PROBLEM DETAILS — Take the material and output all of it exactly.

Dataset excerpts on object pointing
## BEGIN

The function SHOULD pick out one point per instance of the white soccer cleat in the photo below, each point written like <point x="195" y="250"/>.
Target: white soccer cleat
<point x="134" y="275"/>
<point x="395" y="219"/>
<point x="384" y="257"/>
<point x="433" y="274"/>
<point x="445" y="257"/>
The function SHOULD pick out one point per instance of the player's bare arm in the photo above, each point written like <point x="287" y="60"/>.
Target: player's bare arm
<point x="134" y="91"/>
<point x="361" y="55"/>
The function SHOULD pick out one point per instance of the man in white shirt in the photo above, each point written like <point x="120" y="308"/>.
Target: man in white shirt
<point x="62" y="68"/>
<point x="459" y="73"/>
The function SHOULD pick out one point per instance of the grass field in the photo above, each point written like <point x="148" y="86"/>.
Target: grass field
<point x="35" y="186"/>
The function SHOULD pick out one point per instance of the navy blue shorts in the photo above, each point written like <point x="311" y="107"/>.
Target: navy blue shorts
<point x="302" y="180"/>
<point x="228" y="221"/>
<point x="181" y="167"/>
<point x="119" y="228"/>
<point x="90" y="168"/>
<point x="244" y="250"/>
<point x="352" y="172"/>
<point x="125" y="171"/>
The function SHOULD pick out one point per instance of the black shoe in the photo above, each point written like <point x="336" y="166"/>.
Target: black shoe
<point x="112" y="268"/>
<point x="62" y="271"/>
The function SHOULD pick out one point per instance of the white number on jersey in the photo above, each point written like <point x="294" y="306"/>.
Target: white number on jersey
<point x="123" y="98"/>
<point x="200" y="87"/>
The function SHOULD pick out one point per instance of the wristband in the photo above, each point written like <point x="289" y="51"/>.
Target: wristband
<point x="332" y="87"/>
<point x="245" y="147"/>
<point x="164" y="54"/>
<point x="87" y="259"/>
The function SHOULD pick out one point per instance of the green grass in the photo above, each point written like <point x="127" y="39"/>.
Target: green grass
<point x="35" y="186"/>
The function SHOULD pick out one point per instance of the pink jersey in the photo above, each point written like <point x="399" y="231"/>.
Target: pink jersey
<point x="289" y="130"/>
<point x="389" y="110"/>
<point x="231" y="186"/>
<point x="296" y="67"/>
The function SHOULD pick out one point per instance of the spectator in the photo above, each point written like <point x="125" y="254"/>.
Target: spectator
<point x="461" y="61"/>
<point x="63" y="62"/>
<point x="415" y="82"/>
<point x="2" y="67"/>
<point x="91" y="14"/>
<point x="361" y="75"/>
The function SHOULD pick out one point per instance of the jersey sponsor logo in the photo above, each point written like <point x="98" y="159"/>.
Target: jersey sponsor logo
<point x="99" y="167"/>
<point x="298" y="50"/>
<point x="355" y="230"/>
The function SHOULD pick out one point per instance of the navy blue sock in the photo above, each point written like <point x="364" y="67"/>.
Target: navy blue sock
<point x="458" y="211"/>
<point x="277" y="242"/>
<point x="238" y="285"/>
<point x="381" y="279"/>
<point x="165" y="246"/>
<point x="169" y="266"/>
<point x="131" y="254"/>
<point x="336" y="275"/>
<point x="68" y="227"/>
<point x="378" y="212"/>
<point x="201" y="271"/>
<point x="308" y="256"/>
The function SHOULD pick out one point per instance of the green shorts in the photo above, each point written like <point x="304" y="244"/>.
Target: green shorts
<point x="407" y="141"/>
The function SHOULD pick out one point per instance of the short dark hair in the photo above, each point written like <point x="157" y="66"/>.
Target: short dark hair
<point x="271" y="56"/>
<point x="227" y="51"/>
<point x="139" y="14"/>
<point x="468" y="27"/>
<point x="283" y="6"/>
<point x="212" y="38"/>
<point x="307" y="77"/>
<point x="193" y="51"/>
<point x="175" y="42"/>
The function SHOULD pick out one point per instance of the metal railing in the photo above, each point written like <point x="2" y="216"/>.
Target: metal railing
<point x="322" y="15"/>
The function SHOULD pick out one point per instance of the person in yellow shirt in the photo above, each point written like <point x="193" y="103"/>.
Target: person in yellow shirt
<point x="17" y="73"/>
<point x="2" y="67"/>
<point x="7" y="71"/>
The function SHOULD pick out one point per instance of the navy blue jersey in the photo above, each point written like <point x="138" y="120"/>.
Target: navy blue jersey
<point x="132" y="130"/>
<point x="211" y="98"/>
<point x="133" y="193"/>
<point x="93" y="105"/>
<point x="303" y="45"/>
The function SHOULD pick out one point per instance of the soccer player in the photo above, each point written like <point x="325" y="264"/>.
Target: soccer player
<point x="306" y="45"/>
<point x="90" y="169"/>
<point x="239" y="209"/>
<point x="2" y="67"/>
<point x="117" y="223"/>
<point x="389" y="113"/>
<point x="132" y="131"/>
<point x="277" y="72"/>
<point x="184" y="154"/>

## END

SOLUTION TO THIS TASK —
The function SHOULD pick out one point per instance of the white soccer cleat in the photo below, each point written like <point x="195" y="250"/>.
Target: white soccer cleat
<point x="134" y="275"/>
<point x="395" y="219"/>
<point x="384" y="257"/>
<point x="433" y="274"/>
<point x="445" y="257"/>
The function SHOULD pick out one point per instance of the player's bare arm in the photo above, each point written like <point x="287" y="60"/>.
Target: player's bare arm
<point x="134" y="91"/>
<point x="361" y="55"/>
The function SHOULD pick out one point per instance of the man in white shirt in the photo above, each point written like <point x="120" y="308"/>.
Target: man in white shirt
<point x="62" y="68"/>
<point x="459" y="73"/>
The function SHOULD pick out one point per instance of the grass field in the photo above, each point written like <point x="148" y="86"/>.
Target: grass field
<point x="35" y="186"/>
The function SHOULD pick out one point per instance of the navy blue shorts in the photo above, each point written like <point x="311" y="107"/>.
Target: navy blue shorts
<point x="302" y="180"/>
<point x="228" y="221"/>
<point x="181" y="167"/>
<point x="119" y="228"/>
<point x="90" y="168"/>
<point x="244" y="250"/>
<point x="352" y="172"/>
<point x="125" y="171"/>
The function SHOULD pick out one point per instance of the black shoe in the photo above, each point written like <point x="336" y="166"/>.
Target: black shoe
<point x="112" y="268"/>
<point x="62" y="271"/>
The function SHOULD pick out one point per instance of the white number on jersey in the photo above, each point written like <point x="294" y="306"/>.
Target: white number on jersey
<point x="123" y="98"/>
<point x="200" y="87"/>
The function SHOULD pick out one point per instance of the wristband in the photo above, each point written like <point x="289" y="51"/>.
Target: wristband
<point x="332" y="87"/>
<point x="245" y="147"/>
<point x="164" y="54"/>
<point x="87" y="259"/>
The function SHOULD pick out one point per instance of the green grass in the photo above, each point written like <point x="127" y="39"/>.
Target: green grass
<point x="35" y="186"/>
The function SHOULD pick out one point per instance of the pink jersey in the photo above, each point written like <point x="399" y="231"/>.
Target: pink jersey
<point x="289" y="130"/>
<point x="389" y="110"/>
<point x="231" y="186"/>
<point x="296" y="67"/>
The function SHOULD pick out one point per instance of the spectator in the photo above, each point written like <point x="125" y="254"/>.
Target: spectator
<point x="461" y="61"/>
<point x="63" y="62"/>
<point x="415" y="82"/>
<point x="2" y="67"/>
<point x="91" y="14"/>
<point x="361" y="75"/>
The function SHOULD pick out one point per instance of the jersey sponsor logo in the photo above, each point written like <point x="98" y="159"/>.
Target: jersey sponsor logo
<point x="99" y="167"/>
<point x="298" y="50"/>
<point x="355" y="230"/>
The function SHOULD pick out one point per instance of the navy blue sock in the photo above, each point written like <point x="364" y="67"/>.
Target: navy blue sock
<point x="458" y="211"/>
<point x="277" y="242"/>
<point x="238" y="285"/>
<point x="381" y="279"/>
<point x="165" y="246"/>
<point x="169" y="266"/>
<point x="131" y="254"/>
<point x="336" y="275"/>
<point x="68" y="227"/>
<point x="378" y="212"/>
<point x="201" y="271"/>
<point x="308" y="256"/>
The function SHOULD pick out one point per instance of the green shorts in the photo above, each point written like <point x="304" y="244"/>.
Target: green shorts
<point x="407" y="141"/>
The function SHOULD pick out one point per instance of the short dark hair in the photo above, each point written like <point x="157" y="66"/>.
Target: short dark hair
<point x="271" y="56"/>
<point x="227" y="51"/>
<point x="139" y="14"/>
<point x="468" y="27"/>
<point x="283" y="6"/>
<point x="212" y="38"/>
<point x="307" y="77"/>
<point x="193" y="51"/>
<point x="175" y="42"/>
The function SHOULD pick out one point per instance of the metal railing in the photo above, each point written like <point x="2" y="216"/>.
Target: metal railing
<point x="322" y="15"/>
The function SHOULD pick out one point per instance of the person in yellow shirt in the photo above, each point written like <point x="193" y="103"/>.
Target: person in yellow shirt
<point x="17" y="73"/>
<point x="2" y="67"/>
<point x="7" y="71"/>
The function SHOULD pick out one point per instance of the navy blue jersey in the photo above, each point written like <point x="138" y="120"/>.
Target: navy blue jersey
<point x="132" y="130"/>
<point x="211" y="98"/>
<point x="133" y="193"/>
<point x="93" y="105"/>
<point x="303" y="45"/>
The function SHOULD pick out one point per instance of the soccer player in the photo above, each point written like <point x="325" y="264"/>.
Target: soccer player
<point x="306" y="45"/>
<point x="90" y="169"/>
<point x="239" y="209"/>
<point x="2" y="67"/>
<point x="117" y="223"/>
<point x="389" y="113"/>
<point x="132" y="131"/>
<point x="277" y="72"/>
<point x="184" y="154"/>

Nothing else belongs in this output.